What the exercise asks:
Render the listing from its start through the line containing "positive clicks: (179, 211)" as a Markdown table with the columns Row and Line, giving each line a row number and leaving out blank lines.

Source data:
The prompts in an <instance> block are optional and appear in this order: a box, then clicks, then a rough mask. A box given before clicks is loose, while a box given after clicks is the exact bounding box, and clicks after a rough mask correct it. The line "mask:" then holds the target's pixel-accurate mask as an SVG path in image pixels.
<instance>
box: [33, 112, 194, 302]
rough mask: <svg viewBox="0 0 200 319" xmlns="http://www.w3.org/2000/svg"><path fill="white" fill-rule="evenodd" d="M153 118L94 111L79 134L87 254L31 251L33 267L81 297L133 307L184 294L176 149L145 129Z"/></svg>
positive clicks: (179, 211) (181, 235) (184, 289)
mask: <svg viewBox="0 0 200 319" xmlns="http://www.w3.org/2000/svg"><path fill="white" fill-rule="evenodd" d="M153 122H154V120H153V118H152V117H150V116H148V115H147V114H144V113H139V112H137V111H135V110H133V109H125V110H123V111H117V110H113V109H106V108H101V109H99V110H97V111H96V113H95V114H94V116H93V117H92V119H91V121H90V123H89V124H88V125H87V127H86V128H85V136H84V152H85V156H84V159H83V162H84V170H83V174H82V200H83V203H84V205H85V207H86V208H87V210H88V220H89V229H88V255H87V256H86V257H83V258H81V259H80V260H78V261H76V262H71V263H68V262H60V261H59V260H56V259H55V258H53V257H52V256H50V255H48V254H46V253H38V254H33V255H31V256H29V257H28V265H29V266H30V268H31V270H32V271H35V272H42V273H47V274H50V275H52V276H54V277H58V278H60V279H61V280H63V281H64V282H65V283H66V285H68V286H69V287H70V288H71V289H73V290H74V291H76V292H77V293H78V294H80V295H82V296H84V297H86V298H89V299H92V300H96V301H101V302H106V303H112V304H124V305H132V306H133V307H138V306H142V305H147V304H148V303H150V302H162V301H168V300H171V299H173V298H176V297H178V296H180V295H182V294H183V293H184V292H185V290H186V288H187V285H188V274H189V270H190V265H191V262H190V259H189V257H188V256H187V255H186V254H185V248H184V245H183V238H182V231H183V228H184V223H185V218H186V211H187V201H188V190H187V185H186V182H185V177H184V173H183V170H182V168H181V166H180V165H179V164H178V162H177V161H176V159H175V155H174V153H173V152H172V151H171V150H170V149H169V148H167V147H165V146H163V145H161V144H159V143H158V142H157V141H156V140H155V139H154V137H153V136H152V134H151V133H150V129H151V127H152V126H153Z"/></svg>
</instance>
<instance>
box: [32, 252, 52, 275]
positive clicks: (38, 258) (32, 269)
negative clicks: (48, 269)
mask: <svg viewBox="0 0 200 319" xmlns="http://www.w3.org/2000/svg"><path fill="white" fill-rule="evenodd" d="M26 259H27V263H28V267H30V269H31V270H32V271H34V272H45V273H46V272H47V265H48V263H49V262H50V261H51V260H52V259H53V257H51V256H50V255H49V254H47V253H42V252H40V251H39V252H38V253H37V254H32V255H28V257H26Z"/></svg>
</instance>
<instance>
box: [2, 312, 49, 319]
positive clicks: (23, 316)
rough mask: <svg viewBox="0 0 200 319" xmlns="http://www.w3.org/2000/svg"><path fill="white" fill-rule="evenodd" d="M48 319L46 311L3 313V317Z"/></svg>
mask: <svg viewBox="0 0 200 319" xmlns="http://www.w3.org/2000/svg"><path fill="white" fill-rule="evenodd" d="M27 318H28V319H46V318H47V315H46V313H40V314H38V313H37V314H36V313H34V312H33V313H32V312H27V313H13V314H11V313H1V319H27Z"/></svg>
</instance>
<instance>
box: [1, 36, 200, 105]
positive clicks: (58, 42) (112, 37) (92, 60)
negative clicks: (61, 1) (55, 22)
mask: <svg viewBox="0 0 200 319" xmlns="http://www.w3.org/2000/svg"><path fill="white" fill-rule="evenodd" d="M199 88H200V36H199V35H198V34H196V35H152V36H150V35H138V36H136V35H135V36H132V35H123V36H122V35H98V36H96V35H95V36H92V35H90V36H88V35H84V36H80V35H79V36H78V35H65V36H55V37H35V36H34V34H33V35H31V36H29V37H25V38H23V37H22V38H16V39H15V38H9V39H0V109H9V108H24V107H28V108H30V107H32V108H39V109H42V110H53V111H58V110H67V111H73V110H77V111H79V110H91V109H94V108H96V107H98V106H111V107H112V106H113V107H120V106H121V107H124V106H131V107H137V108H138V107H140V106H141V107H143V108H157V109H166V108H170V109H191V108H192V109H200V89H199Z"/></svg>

Written answer:
| Row | Line |
|---|---|
| 1 | The prompts in an <instance> block are optional and appear in this order: a box, then clicks, then a rough mask. A box given before clicks is loose, while a box given after clicks is the exact bounding box, and clicks after a rough mask correct it. The line "mask:" then holds the target's pixel-accurate mask as an SVG path in image pixels. |
| 2 | <instance> |
| 3 | box: [33, 112, 194, 302] |
| 4 | rough mask: <svg viewBox="0 0 200 319" xmlns="http://www.w3.org/2000/svg"><path fill="white" fill-rule="evenodd" d="M153 118L94 111L79 134L87 254L31 251L33 267L81 297L133 307L184 294L176 149L145 129Z"/></svg> |
| 5 | positive clicks: (179, 211) (181, 235) (184, 289) |